[Saved entries]
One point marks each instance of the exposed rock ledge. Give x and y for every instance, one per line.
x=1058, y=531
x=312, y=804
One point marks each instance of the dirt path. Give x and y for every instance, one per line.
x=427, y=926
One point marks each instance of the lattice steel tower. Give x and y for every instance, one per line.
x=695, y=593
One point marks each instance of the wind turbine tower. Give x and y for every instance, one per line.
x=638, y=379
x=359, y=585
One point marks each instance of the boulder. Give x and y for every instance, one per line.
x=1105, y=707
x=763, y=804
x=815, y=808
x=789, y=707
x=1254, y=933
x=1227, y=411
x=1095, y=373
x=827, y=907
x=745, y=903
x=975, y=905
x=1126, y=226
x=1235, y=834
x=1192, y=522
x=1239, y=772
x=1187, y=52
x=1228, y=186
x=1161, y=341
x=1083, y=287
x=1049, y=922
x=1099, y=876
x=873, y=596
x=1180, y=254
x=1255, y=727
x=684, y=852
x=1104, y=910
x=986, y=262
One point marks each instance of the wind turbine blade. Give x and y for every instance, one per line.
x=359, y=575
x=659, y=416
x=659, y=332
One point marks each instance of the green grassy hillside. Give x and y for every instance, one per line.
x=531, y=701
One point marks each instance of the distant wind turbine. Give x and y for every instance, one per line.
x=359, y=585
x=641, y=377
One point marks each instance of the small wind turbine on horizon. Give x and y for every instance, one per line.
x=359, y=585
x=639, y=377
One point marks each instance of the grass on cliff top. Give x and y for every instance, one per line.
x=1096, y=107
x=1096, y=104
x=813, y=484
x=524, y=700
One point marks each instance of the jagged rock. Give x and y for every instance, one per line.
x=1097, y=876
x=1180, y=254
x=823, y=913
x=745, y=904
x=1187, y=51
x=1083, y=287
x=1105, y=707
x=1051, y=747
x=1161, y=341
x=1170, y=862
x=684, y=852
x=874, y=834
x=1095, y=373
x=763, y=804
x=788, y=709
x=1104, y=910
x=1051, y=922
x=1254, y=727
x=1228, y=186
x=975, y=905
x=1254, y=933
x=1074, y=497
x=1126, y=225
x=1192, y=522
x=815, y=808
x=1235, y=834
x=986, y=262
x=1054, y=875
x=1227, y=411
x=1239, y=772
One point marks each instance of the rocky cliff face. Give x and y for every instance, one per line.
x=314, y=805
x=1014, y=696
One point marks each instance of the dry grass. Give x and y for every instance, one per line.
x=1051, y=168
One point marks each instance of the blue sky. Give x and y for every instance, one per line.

• [WHAT TO PRODUCE] Restate the records above in full, keeping each line exactly as it stands.

• [RESULT OF THIS EXERCISE]
One point marks each instance of the exposed rock ledge. Give x and y for every instance, one per line.
x=1058, y=531
x=312, y=804
One point marks each instance of the dirt path. Give x and y for every instance, one per line.
x=427, y=926
One point marks each instance of the lattice steel tower. Give x and y for every instance, one per line.
x=695, y=593
One point marks each instance of the wind turbine tower. Give x and y for every instance, one per line.
x=638, y=379
x=359, y=585
One point marks each instance of the boulder. Give x and y for every instance, one per line.
x=1105, y=707
x=763, y=804
x=815, y=808
x=789, y=707
x=1254, y=933
x=1227, y=411
x=1095, y=373
x=827, y=907
x=745, y=903
x=975, y=905
x=1126, y=226
x=1235, y=834
x=1192, y=522
x=1239, y=772
x=1187, y=52
x=1228, y=186
x=1161, y=341
x=1083, y=287
x=1049, y=922
x=1099, y=876
x=873, y=596
x=1180, y=254
x=1255, y=727
x=684, y=852
x=1104, y=910
x=986, y=262
One point marks each instance of the wind turbine blade. Give x and y for every instance, one per line.
x=359, y=575
x=659, y=416
x=659, y=332
One point marks each instance of the green grassy hillside. Give x and y for every instance, one per line.
x=531, y=701
One point marks each instance of the distant wind turbine. Give x and y for every instance, one per line.
x=359, y=585
x=641, y=377
One point marks each instance of the small wind turbine on horizon. Give x and y for every instance, one per line.
x=359, y=585
x=639, y=377
One point marks each instance of the grass on cliff top. Give x and y for every instance, one per line.
x=1096, y=107
x=1096, y=104
x=813, y=484
x=524, y=700
One point marks each instance of the jagged rock. Give x and y for every instance, one per line.
x=1097, y=876
x=1180, y=254
x=823, y=913
x=745, y=904
x=1187, y=51
x=1083, y=287
x=1105, y=707
x=1051, y=747
x=1161, y=341
x=1170, y=862
x=684, y=852
x=874, y=834
x=1095, y=373
x=763, y=804
x=788, y=709
x=1104, y=910
x=1051, y=922
x=1254, y=727
x=1228, y=186
x=975, y=905
x=1254, y=933
x=1074, y=497
x=1126, y=225
x=1192, y=522
x=815, y=808
x=1235, y=834
x=986, y=262
x=1054, y=875
x=1227, y=411
x=1239, y=772
One point marks each instance of the rocky cliff face. Give x and y for every instance, one per line.
x=314, y=805
x=1014, y=696
One point marks each instance of the dry grass. Give x and y for every instance, one per line.
x=1051, y=168
One point marks each instance of the blue sky. Give x and y for every instance, one per line.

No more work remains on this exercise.